[Stored items]
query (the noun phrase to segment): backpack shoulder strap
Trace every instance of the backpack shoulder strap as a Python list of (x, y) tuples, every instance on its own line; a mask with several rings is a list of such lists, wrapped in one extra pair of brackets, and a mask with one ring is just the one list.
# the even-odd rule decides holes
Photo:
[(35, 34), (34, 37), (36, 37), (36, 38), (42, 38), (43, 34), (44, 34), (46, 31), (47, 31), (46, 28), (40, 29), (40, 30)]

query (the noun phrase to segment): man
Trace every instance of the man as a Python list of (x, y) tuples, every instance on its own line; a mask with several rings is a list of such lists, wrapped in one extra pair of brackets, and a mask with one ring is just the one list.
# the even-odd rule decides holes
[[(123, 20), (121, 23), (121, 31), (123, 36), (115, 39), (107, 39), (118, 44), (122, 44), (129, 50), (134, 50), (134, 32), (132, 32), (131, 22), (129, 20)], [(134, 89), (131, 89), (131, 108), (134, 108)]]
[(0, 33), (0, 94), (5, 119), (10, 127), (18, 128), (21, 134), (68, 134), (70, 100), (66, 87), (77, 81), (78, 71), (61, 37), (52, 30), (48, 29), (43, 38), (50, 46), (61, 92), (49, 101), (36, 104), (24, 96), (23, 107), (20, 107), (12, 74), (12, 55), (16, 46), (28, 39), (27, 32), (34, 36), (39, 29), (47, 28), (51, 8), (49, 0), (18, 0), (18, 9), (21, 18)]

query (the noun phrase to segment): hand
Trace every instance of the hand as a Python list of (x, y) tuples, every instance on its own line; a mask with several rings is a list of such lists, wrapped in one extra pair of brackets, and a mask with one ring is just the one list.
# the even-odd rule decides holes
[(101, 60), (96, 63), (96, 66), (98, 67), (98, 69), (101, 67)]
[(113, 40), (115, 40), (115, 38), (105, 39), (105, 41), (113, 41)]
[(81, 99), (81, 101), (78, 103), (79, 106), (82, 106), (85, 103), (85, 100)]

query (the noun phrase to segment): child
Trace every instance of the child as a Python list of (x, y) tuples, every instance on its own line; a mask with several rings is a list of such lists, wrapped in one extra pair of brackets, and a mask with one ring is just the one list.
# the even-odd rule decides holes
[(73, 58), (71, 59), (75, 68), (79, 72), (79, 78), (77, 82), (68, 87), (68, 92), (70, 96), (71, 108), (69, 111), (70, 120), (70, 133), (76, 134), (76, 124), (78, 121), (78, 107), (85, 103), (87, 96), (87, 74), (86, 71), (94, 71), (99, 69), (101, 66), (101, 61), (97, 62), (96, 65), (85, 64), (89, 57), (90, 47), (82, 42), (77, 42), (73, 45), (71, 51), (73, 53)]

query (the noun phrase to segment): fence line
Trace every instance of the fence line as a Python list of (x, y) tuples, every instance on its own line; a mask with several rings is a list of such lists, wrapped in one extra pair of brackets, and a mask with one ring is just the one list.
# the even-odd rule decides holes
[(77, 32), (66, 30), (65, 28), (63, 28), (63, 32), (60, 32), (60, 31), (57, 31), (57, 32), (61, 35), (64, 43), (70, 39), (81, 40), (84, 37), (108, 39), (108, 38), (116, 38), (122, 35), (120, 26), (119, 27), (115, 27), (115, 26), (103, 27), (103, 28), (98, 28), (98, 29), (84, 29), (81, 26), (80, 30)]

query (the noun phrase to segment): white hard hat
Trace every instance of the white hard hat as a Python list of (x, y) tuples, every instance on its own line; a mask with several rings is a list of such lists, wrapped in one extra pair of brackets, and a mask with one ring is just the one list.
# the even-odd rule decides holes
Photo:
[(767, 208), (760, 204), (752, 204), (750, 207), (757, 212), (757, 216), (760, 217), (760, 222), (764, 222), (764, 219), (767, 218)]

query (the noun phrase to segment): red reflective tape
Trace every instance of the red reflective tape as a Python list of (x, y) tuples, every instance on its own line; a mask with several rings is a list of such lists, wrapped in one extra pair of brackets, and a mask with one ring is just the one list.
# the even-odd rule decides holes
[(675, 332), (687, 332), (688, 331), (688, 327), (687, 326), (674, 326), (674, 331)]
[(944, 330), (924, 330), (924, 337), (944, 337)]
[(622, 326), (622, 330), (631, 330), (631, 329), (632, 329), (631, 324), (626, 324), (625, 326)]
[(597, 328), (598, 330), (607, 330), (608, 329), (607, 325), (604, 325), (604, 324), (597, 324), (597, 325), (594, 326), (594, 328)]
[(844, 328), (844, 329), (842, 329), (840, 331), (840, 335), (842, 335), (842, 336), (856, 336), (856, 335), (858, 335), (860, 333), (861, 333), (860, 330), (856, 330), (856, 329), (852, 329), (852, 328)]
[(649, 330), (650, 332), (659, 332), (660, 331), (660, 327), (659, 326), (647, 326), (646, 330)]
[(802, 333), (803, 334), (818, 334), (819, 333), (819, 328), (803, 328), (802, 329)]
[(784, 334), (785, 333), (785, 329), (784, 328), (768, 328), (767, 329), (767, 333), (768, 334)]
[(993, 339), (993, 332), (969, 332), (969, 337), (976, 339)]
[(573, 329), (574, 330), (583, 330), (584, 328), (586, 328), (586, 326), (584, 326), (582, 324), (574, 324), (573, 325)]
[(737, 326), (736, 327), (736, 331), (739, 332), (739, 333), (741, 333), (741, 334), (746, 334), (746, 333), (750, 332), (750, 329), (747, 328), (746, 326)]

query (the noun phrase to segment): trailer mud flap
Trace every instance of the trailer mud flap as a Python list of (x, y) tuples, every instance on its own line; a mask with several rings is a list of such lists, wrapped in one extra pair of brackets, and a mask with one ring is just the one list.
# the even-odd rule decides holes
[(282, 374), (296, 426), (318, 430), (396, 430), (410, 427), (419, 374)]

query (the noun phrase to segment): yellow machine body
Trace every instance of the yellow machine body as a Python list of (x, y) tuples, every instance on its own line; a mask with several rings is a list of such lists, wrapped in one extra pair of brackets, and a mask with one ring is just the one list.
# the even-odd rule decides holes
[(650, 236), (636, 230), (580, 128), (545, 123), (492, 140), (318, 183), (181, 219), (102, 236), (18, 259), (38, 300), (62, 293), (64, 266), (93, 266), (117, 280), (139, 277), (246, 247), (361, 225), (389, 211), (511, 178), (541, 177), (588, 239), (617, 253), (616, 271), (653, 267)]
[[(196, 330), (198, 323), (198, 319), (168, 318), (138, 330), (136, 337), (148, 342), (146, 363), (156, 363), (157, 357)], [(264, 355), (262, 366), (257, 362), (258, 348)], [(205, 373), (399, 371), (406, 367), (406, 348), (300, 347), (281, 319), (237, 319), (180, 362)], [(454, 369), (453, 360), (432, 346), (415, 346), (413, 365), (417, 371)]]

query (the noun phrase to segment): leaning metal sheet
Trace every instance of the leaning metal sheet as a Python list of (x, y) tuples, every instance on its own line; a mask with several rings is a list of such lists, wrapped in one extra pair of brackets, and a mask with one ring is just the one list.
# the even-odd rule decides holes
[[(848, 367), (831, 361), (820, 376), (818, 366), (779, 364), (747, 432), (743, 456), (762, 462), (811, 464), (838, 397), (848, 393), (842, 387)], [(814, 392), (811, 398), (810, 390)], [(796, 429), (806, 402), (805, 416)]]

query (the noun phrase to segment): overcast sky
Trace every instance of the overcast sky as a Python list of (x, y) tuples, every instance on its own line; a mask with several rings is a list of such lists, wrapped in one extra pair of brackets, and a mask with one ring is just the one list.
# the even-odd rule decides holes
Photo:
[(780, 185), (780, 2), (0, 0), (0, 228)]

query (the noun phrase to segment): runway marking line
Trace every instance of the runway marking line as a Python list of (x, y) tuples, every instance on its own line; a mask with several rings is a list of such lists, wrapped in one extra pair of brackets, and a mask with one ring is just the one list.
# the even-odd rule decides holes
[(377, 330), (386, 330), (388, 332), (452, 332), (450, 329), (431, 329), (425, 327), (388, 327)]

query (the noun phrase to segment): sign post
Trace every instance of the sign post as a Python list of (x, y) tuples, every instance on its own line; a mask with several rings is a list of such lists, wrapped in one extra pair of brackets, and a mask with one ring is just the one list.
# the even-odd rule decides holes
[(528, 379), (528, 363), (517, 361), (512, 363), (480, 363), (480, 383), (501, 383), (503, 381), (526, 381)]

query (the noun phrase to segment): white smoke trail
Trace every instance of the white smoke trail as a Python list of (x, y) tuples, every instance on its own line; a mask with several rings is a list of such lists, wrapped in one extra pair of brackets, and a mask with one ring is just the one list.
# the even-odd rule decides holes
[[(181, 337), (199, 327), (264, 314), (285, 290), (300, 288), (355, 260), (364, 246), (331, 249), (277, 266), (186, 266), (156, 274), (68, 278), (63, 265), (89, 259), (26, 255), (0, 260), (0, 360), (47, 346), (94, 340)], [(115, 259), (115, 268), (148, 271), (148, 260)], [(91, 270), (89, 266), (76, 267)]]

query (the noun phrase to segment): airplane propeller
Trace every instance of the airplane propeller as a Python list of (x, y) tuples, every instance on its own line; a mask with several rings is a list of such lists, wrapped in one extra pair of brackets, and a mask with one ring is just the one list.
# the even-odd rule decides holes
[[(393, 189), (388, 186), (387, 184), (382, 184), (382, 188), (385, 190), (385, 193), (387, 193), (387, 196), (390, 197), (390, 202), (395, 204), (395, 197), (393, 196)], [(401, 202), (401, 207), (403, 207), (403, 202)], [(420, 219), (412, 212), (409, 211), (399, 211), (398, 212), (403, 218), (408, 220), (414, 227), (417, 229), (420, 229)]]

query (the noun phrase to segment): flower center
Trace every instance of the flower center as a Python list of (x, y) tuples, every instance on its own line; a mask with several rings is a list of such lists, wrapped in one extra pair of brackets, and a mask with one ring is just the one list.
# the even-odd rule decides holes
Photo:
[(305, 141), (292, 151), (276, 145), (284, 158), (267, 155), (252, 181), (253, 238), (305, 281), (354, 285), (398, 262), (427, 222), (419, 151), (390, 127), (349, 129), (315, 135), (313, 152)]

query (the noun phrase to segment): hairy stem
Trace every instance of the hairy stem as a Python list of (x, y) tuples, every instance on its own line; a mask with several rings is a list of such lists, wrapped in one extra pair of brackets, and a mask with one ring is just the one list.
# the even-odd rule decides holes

TO DO: Set the lines down exactly as they stand, beginning at the one that contains "Trace every instance of the hairy" and stopping after the last line of the entries above.

SOLUTION FOR THIS TASK:
Trace every instance of the hairy stem as a Python list of (x, y) tuples, every instance on its own line; a mask with several rings is a list of such lists, wrapped in one extra pair of brackets, and a mask with one ring is just the one list.
# the even-odd rule decides holes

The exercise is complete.